● TAREAS POR REALIZAR:
[1] Reproduce textualmente el pasaje de la reseña de Soy la peste que comienza con las palabras "Por Crisólogo Bonavita" y termina con "de su existencia.".
[2] Responde estas preguntas según la reseña de Soy la peste:
(a) ¿En la sonrisa de quién llega Dante al fin de su excursión?
(b) ¿En qué meses de la cuarentena se escribió la novela?
(c) ¿A quiénes envenena el adolescente antes de emprender su periplo callejero?

● TEXTO DE LECTURA:
§
Por Crisólogo Bonavita *
“Datos estadísticos, porcentajes de víctimas, números de contagiados y fallecidos. El noticiero abundaba en cifras. En tanto, el mal continuaba dominando las ciudades mientras limpiaba el planeta de sus verdaderos enemigos: los humanos”.
El Dante (pero antes muchos otros) hizo su célebre descenso a los infiernos en la mitad del camino de su vida. Abandonando toda esperanza, tal como le indicaba el cartel de malvenida, atravesó el umbral infernal y recorrió las terribles instalaciones confiado en que su lugar no estaría allí. Como es de público conocimiento, recorrería el infierno, el purgatorio y el aburrido paraíso (ya sin su guía turístico romano) para llegar a la sonrisa de su amada Beatriz, en cuya contemplación encontraría el fin de su excursión y el sentido de su existencia.
Antes y después de tal viaje, muchas han sido las peregrinaciones infernales y todas han tenido un elemento en común: la idea de que meterse en el infierno siempre implica un descenso. ¿Pero qué ocurriría si, por el contrario, fuese el infierno el que ascendiera y se apoderara de todo cuanto existe, y, peor aún, ya no cupiera entonces conservar siquiera la esperanza de algún lugar al que poder huir? La última novela de Guillermo Saccomano, Soy la peste, escrita durante la presente pandemia (y durante la etapa más rigurosa de la cuarentena: abril- junio), expresa de un modo contundente cómo el mundo cotidiano que a veces nos resulta tan amable puede volverse inhabitable, y cómo el infierno puede emerger sin que el caminante haya decidido ir en su busca.
El adolescente, que tras envenenar a sus padres, a su tío, a su afectado hermano y a su abuela, emprende su periplo callejero por una metrópolis que es nieve, frío, barro, desolación y furia hedionda, registra el Mal que todo lo infecta y lo pudre, y asiste al espectáculo de la descomposición de cuanto le rodea. Los cuerpos yacientes en las calles, ya liberados de sus miserias, se amontonan y son arrastrados y saqueados por una minoría sobreviviente que se recela y se rige por la ley del más fuerte. Hienas, elefantes, tigres, lagartos, extranjeros y criollos putrefactos, conforman un ecosistema decadente y brutal en el que nuestro joven (¿nuestro?) camina al azar buscando las aguas marítimas que lo purifiquen y rediman del horror en que va convirtiéndose él también. La oscuridad del relato es patente. Y no menos oscuras son las indagaciones a que nos obliga este jovencito que, en su afán por sobrevivir, demuele los presuntos valores de una civilización en bancarrota.
§
● DATOS PROPORCIONADOS:
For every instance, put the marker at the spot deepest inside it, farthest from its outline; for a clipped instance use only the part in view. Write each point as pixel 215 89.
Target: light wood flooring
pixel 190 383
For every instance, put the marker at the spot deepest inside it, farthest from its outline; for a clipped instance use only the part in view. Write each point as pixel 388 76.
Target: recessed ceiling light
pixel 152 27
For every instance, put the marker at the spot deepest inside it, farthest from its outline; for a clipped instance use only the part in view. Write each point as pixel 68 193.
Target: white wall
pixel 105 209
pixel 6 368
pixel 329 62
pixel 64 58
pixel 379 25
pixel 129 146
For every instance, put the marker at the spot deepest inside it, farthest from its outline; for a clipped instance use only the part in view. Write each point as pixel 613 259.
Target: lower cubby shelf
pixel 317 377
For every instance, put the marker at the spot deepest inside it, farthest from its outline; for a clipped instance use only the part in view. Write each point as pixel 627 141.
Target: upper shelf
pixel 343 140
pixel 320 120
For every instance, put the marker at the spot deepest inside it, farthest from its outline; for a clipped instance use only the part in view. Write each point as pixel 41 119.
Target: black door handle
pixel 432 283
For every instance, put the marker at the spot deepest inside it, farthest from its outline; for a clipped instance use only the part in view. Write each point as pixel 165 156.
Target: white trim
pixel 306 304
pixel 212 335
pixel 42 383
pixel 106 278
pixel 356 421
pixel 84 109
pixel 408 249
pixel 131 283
§
● RESULTADOS DEL EJERCICIO:
[1]
Por Crisólogo Bonavita *
“Datos estadísticos, porcentajes de víctimas, números de contagiados y fallecidos. El noticiero abundaba en cifras. En tanto, el mal continuaba dominando las ciudades mientras limpiaba el planeta de sus verdaderos enemigos: los humanos”.
El Dante (pero antes muchos otros) hizo su célebre descenso a los infiernos en la mitad del camino de su vida. Abandonando toda esperanza, tal como le indicaba el cartel de malvenida, atravesó el umbral infernal y recorrió las terribles instalaciones confiado en que su lugar no estaría allí. Como es de público conocimiento, recorrería el infierno, el purgatorio y el aburrido paraíso (ya sin su guía turístico romano) para llegar a la sonrisa de su amada Beatriz, en cuya contemplación encontraría el fin de su excursión y el sentido de su existencia.

[2]
(a) En la de su amada Beatriz.
(b) Entre abril y junio.
(c) A sus padres, a su tío, a su hermano y a su abuela.